Testo estratto>
Non si tratta del suo modo di porsi al di fuori degli schemi e dei cliché. Conta poco che incarni l’essenza del poeta vagabondo che suona e compone in qualsiasi luogo il suo spirito nomade lo conduca. Non è nemmeno la sua scarsa predisposizione alle interviste, cosa che spesso può essere scambiata per antipatia, a renderlo misterioso.
No, ciò che affascina di Cass McCombs è il suo amore incondizionato per la musica, l’infinita convinzione nei propri mezzi che traspare dalla sua scrittura, spesso austera ed essenziale, ma sempre, inesorabilmente, autentica.
A conferma dell’atipicità di questo sfuggente cantautore ecco giungere il secondo disco in un anno, ennesima dimostrazione di come il nostro si diverta a farsi beffa dei consueti canoni dell’industria musicale. Il precedente “Wit’s End”, uscito a maggio, rappresentava una sorta di opus magnum per la carriera di Cass McCombs, una gemma oscura d’introverso decadentismo che sfiorava picchi d’epica stilistica davvero notevoli, pur navigando in acque talmente torbide da risultare difficilmente esplorabili ai più.

Compito 1>
Riscrivi il tratto dei record che va dal loro inizio fino alla riga con "x=663, y=426" compresa, sostituendo "black overcoat" con "dark overcoat" e lasciando invariato tutto il resto. Per favore, escludi le immagini dalla risposta.

Record archiviati>
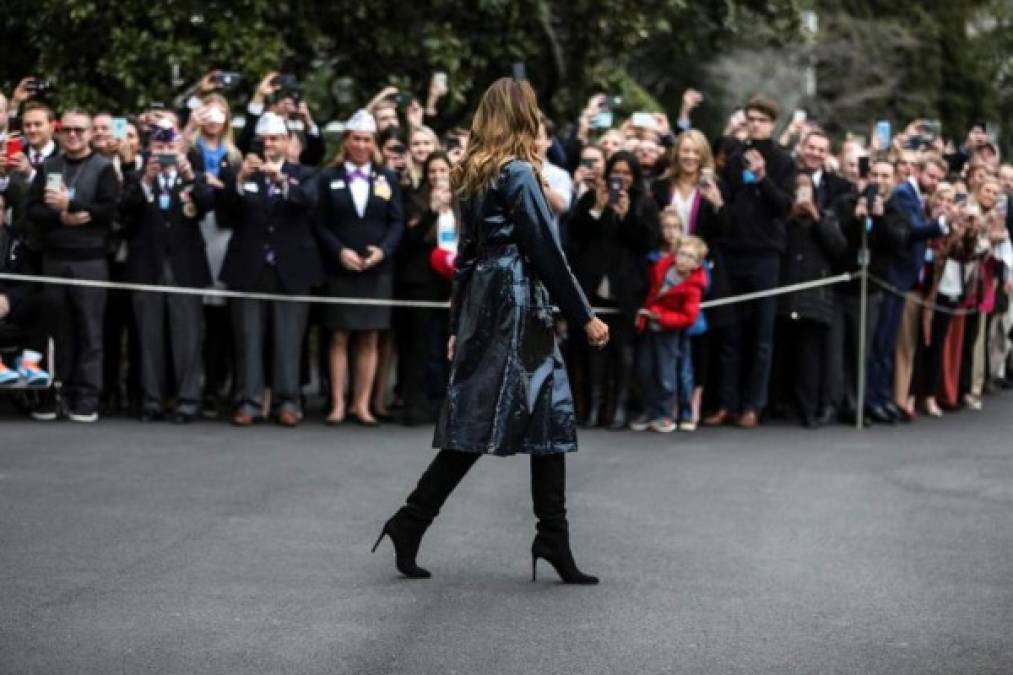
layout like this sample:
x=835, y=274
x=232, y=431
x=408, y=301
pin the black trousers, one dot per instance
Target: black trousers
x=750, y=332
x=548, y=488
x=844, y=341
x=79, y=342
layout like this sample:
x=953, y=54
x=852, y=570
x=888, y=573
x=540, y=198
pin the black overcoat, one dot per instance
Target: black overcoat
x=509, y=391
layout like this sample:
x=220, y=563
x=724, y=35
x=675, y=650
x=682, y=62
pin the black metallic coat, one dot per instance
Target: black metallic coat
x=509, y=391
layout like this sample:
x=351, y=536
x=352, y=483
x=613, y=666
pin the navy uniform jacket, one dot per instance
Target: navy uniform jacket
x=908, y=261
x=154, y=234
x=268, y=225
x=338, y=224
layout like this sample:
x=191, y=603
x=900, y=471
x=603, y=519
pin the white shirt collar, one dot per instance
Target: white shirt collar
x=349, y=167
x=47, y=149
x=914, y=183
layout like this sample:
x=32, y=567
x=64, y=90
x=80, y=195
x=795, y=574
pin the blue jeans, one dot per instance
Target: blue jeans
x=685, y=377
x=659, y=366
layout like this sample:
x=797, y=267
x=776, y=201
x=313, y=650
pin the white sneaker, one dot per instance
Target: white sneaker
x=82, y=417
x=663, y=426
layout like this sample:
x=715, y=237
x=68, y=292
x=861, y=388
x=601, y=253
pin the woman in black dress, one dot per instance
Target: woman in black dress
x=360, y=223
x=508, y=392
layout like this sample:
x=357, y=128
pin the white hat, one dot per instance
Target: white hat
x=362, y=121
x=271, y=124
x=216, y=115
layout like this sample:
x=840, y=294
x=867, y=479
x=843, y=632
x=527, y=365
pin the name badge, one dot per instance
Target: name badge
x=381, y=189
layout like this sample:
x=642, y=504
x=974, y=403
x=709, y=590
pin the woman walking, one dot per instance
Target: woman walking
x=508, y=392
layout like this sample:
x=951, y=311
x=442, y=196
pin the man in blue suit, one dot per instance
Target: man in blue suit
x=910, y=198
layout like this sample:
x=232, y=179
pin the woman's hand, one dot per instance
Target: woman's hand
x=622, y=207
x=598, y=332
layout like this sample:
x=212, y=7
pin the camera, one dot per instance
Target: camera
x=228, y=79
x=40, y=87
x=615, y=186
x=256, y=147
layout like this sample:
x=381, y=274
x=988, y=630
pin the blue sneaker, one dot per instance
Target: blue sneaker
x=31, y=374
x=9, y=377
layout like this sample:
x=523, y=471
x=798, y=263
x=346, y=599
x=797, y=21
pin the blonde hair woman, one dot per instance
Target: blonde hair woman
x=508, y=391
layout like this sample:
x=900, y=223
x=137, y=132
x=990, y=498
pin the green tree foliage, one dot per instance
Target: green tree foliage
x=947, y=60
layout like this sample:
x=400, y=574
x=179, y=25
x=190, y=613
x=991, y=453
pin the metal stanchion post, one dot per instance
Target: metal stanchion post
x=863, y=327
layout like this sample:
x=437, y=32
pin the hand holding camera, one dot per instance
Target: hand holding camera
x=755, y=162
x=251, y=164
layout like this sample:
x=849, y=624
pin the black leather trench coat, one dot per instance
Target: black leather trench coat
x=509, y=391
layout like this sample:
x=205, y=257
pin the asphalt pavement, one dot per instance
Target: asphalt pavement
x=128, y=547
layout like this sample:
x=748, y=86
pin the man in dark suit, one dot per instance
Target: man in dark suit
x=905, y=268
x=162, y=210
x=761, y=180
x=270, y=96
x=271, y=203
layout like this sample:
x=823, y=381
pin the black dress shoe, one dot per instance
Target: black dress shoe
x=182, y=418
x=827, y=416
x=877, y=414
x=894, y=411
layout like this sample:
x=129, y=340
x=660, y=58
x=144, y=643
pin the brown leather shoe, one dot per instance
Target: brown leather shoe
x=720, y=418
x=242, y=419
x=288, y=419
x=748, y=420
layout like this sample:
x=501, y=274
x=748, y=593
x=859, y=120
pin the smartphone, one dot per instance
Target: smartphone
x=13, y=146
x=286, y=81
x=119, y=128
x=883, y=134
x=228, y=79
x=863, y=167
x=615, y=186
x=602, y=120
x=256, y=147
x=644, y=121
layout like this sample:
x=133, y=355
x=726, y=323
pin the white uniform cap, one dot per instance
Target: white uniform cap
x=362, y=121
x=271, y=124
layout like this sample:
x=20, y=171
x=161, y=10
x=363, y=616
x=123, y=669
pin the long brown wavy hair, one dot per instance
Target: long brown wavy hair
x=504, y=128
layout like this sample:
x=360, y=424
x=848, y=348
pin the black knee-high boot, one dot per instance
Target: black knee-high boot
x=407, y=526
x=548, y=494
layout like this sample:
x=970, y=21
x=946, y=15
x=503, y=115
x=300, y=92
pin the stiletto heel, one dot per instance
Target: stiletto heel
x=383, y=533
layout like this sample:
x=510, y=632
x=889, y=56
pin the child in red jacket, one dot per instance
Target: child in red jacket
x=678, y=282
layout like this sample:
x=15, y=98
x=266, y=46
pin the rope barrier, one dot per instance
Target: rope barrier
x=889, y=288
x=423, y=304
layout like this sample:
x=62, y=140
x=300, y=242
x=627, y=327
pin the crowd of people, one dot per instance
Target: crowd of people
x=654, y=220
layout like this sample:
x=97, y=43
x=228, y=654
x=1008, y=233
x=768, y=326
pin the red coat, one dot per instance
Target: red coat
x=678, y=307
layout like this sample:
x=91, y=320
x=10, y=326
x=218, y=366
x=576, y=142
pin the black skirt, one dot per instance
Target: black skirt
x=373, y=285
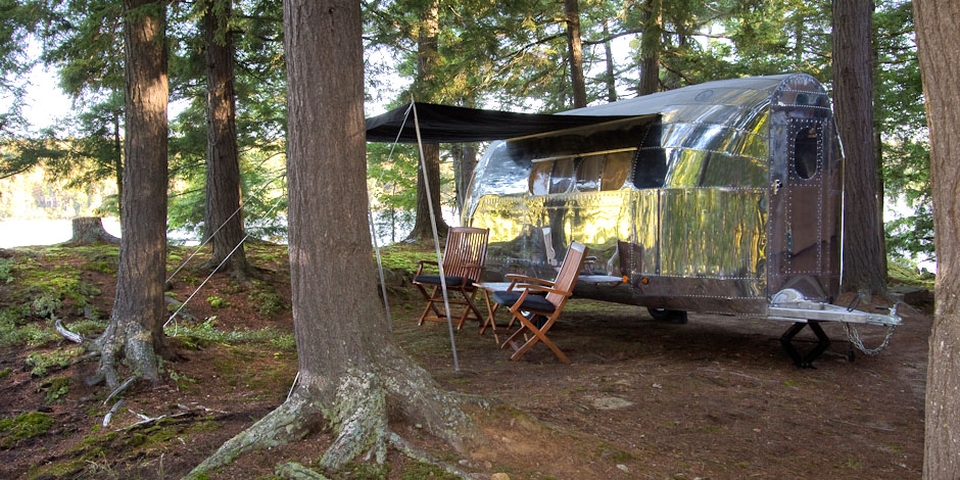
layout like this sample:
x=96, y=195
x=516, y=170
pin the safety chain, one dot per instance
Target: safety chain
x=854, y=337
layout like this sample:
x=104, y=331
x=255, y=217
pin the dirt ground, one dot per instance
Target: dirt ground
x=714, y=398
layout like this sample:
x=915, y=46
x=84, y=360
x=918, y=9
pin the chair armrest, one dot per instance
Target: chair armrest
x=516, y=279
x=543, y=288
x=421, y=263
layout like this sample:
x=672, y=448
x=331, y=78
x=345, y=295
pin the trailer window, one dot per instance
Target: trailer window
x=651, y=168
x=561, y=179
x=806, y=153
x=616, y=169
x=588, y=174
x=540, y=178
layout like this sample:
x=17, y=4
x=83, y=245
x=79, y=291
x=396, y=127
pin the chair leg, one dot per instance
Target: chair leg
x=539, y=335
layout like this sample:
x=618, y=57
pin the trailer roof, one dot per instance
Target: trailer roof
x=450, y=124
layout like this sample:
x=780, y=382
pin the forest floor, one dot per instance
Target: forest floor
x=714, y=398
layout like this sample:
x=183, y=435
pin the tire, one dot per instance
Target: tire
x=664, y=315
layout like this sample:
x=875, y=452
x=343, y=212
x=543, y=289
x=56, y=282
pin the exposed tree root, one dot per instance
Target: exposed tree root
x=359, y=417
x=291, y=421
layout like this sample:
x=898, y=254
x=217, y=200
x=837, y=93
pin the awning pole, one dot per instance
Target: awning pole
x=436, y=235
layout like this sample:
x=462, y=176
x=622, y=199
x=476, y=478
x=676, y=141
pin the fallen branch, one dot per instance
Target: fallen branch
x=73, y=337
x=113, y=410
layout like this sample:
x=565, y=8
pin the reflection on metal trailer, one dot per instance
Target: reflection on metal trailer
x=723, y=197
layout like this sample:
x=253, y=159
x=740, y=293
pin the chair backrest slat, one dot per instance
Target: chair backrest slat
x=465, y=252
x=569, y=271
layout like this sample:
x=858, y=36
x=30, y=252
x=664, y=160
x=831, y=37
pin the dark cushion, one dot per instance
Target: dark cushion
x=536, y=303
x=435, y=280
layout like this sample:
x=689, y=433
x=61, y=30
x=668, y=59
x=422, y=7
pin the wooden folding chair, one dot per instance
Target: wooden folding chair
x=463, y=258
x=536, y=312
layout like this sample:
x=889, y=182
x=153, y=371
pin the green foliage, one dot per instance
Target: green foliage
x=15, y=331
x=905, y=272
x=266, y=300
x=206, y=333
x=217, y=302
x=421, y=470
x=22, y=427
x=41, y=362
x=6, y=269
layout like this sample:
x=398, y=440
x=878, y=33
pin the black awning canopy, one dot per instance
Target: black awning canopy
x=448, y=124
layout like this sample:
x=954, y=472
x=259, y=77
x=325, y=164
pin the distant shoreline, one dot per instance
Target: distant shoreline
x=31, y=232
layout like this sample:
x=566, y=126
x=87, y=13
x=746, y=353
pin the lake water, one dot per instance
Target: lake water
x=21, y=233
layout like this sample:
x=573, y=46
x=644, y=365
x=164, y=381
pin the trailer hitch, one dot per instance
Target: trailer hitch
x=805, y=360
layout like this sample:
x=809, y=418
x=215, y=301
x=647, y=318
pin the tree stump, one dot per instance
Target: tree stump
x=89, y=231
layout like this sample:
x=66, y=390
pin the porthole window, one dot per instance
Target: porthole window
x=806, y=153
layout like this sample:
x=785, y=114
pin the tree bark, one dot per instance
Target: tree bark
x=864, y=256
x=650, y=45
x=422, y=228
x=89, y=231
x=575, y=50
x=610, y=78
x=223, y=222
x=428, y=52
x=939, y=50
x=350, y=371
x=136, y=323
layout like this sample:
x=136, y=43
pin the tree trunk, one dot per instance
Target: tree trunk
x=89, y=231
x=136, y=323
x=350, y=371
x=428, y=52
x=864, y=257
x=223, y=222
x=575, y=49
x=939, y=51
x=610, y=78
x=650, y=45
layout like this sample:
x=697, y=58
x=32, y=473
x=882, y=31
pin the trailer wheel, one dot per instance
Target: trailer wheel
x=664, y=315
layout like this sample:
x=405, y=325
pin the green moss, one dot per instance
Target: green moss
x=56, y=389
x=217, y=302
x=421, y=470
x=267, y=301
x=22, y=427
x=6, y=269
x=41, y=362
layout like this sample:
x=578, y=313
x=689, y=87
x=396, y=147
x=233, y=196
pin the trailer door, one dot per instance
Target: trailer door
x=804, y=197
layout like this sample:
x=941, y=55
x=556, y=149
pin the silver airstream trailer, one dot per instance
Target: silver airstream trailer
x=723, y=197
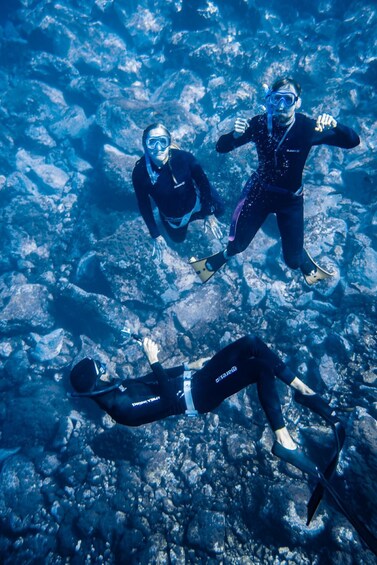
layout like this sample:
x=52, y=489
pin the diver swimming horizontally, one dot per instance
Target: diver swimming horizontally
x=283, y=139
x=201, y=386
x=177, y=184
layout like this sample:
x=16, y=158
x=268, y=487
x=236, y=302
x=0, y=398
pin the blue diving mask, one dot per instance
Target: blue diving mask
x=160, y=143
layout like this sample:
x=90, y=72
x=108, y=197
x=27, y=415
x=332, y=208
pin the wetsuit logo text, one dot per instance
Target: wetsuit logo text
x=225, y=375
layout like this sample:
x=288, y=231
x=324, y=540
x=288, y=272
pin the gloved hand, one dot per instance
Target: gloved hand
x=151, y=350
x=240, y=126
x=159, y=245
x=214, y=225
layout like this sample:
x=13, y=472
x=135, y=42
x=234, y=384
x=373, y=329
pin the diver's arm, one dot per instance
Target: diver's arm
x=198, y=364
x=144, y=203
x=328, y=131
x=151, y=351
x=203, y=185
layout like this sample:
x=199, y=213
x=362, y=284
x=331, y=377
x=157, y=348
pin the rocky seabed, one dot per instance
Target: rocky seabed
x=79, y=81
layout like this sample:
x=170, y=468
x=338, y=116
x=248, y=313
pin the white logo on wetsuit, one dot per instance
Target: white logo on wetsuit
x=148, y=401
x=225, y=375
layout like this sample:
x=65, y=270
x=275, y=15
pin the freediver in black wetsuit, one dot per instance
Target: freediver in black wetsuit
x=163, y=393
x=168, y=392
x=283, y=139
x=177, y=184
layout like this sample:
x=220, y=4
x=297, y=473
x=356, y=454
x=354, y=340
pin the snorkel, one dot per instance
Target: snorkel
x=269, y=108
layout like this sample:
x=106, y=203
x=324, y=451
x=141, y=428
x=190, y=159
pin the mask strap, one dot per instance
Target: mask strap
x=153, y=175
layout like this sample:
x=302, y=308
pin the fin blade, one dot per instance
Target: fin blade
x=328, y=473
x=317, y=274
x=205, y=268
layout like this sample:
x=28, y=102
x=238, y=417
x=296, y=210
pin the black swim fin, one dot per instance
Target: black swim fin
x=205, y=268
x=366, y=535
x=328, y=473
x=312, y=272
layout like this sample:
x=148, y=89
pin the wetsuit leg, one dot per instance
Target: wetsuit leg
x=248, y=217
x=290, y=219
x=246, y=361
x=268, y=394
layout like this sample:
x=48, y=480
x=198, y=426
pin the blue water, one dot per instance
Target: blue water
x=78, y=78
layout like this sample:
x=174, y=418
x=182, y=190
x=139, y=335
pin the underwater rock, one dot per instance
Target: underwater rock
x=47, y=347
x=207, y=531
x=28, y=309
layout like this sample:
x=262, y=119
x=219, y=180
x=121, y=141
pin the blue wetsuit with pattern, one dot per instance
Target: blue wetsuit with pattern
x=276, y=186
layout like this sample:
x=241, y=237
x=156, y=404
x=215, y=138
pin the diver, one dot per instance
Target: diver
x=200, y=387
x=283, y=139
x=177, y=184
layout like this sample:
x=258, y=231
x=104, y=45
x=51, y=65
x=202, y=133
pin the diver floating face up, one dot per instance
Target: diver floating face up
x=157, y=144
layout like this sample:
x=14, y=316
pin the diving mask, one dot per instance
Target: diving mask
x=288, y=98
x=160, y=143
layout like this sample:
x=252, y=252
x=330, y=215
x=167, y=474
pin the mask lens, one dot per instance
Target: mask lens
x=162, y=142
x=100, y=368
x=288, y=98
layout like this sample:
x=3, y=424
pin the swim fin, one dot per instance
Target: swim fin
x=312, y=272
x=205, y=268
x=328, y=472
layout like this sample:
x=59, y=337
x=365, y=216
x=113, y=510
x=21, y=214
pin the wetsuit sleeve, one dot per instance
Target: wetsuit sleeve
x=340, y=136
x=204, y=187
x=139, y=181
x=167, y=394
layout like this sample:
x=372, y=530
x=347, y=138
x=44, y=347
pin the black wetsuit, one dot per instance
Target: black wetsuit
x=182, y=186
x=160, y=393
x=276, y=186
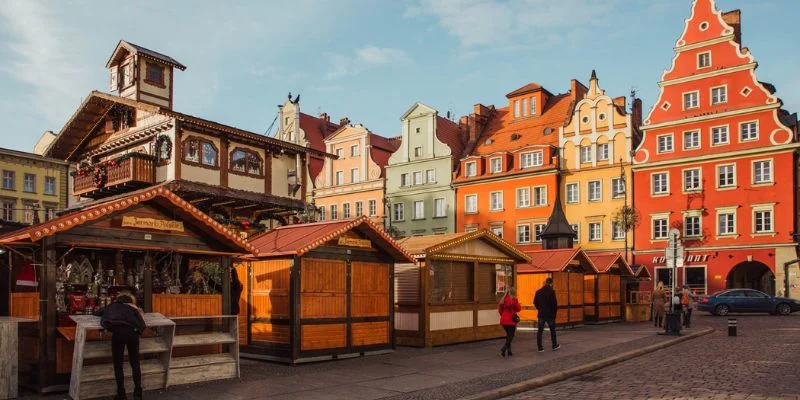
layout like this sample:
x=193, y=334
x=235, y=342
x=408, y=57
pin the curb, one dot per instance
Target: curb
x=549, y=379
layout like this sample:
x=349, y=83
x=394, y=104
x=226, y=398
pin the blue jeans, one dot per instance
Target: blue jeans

Compito 2>
Secondo il testo estratto, in quale mese è uscito “Wit’s End”?

Soluzione esercizio 1>
layout like this sample:
x=835, y=274
x=232, y=431
x=408, y=301
pin the black trousers, one dot per instance
Target: black trousers
x=750, y=332
x=548, y=488
x=844, y=341
x=79, y=342
layout like this sample:
x=953, y=54
x=852, y=570
x=888, y=573
x=540, y=198
pin the dark overcoat, one dot per instance
Target: dark overcoat
x=509, y=391
layout like this sample:
x=220, y=563
x=724, y=35
x=675, y=650
x=682, y=62
pin the black metallic coat, one dot per instance
Target: black metallic coat
x=509, y=391
layout like this sample:
x=351, y=536
x=352, y=483
x=613, y=666
pin the navy uniform jacket, one dot per instance
Target: navy uniform jacket
x=908, y=261
x=154, y=234
x=268, y=225
x=338, y=224
layout like this sample:
x=191, y=603
x=900, y=471
x=603, y=519
pin the white shirt collar, one dot per instance
Target: white shirt collar
x=349, y=167
x=47, y=149
x=914, y=183
layout like this sample:
x=32, y=567
x=64, y=90
x=80, y=195
x=795, y=574
pin the blue jeans, one dot per instance
Target: blue jeans
x=685, y=377
x=659, y=366
layout like this sample:
x=797, y=267
x=776, y=201
x=313, y=650
pin the white sneaker, one dot per instance
Target: white sneaker
x=82, y=417
x=663, y=426

Soluzione esercizio 2>
A maggio.